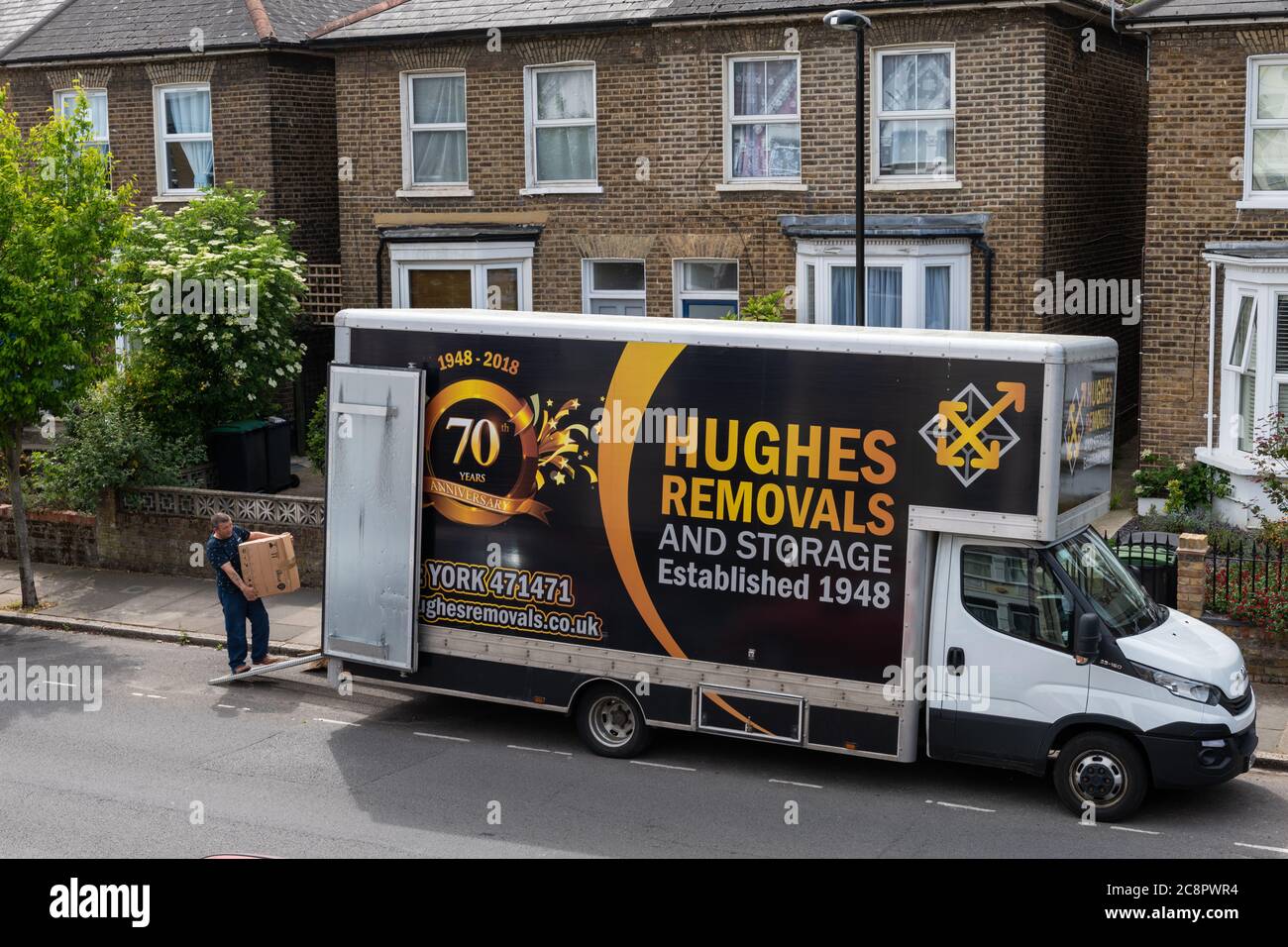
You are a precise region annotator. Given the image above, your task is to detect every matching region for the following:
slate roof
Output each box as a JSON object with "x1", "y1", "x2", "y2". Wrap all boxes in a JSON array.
[
  {"x1": 0, "y1": 0, "x2": 370, "y2": 63},
  {"x1": 314, "y1": 0, "x2": 1122, "y2": 44},
  {"x1": 0, "y1": 0, "x2": 63, "y2": 54},
  {"x1": 1127, "y1": 0, "x2": 1288, "y2": 26}
]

---------------

(EXERCISE) Can you write out the data above again with "slate roof" switched to "tiled roof", keeping everything else the same and omitting the pictures?

(RESPONSE TO THIS EXERCISE)
You are a precise region annotator. Given the image above, your task is to detect every matching region for the following:
tiled roof
Output each box as a JSON object with "x1", "y1", "x2", "y2". Wrap all boxes in a JSON array.
[
  {"x1": 0, "y1": 0, "x2": 370, "y2": 63},
  {"x1": 314, "y1": 0, "x2": 1122, "y2": 44},
  {"x1": 0, "y1": 0, "x2": 63, "y2": 54},
  {"x1": 1127, "y1": 0, "x2": 1288, "y2": 26}
]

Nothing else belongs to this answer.